begin Data for processing

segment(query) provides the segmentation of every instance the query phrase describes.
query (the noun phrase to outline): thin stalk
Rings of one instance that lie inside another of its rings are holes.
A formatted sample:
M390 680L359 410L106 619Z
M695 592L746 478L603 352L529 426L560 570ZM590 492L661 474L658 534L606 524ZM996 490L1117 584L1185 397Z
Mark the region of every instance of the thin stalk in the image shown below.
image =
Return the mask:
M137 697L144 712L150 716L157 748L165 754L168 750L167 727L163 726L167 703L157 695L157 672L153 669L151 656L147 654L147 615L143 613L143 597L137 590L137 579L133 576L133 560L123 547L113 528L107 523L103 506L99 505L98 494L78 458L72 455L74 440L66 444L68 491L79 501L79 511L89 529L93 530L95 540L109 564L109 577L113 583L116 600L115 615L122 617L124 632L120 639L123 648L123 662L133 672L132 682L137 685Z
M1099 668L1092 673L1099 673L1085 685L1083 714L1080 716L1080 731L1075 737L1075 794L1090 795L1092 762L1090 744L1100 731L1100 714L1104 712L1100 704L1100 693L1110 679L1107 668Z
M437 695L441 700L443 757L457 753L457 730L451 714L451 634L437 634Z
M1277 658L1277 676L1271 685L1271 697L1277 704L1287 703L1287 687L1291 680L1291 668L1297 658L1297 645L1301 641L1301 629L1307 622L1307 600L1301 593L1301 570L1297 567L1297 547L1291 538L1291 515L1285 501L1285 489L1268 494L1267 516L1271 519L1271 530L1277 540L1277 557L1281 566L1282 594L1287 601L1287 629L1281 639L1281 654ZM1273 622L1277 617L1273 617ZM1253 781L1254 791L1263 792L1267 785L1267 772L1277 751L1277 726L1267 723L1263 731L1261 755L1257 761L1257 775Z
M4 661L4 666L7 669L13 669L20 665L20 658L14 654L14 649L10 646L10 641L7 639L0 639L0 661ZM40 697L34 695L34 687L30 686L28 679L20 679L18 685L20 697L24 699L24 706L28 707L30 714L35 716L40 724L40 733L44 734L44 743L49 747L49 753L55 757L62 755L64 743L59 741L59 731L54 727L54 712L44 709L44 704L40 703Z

end Data for processing

__The task__. Can you set down every line of the material above again, unchanged and word for word?

__Worked solution__.
segment(query) provides the segmentation of every instance the query phrase describes.
query (the noun phrase to outline): thin stalk
Rings of one instance that lie inside another of its rings are holes.
A formatted sample:
M390 680L359 410L106 619Z
M695 592L746 478L603 352L529 426L560 570ZM590 492L661 474L658 534L606 524ZM996 490L1117 584L1185 397Z
Mark the region of every instance of the thin stalk in the image shown below.
image =
Return the mask:
M137 697L144 712L150 716L157 748L165 754L168 750L167 727L163 726L167 703L157 695L157 672L153 669L151 656L147 654L147 615L143 613L143 597L137 590L137 579L133 576L133 560L123 547L113 528L107 523L103 506L99 505L98 494L78 458L72 455L74 440L66 444L68 491L79 501L79 511L89 529L93 530L95 540L109 564L109 577L113 583L116 600L115 615L122 617L124 632L120 639L123 648L123 662L133 672L132 682L137 685Z
M1099 668L1092 673L1099 673L1085 685L1083 714L1080 716L1080 731L1075 737L1075 794L1090 795L1092 762L1090 744L1100 731L1100 714L1104 712L1100 704L1100 693L1110 679L1107 668Z
M437 695L441 700L443 757L457 753L457 730L451 714L451 634L437 634Z
M1277 658L1277 676L1271 685L1271 697L1277 704L1287 703L1287 687L1291 680L1291 668L1297 658L1297 645L1301 641L1301 629L1307 622L1307 600L1301 593L1301 570L1297 567L1297 547L1291 538L1291 515L1285 501L1285 489L1268 494L1267 516L1271 519L1271 530L1277 540L1277 557L1281 566L1282 594L1287 601L1287 629L1281 639L1281 654ZM1273 622L1277 617L1273 617ZM1253 781L1254 791L1263 792L1267 785L1267 772L1277 751L1277 726L1267 723L1263 731L1261 755L1257 761L1257 775Z
M4 661L4 666L7 669L13 669L20 665L20 658L14 654L14 649L10 646L10 641L7 639L0 639L0 661ZM40 697L34 695L34 687L30 686L28 679L20 679L18 685L20 697L24 699L24 706L28 707L30 714L35 716L40 724L40 733L44 734L44 743L49 747L49 753L55 757L62 755L64 743L59 741L59 731L54 727L54 712L44 709L44 704L40 703Z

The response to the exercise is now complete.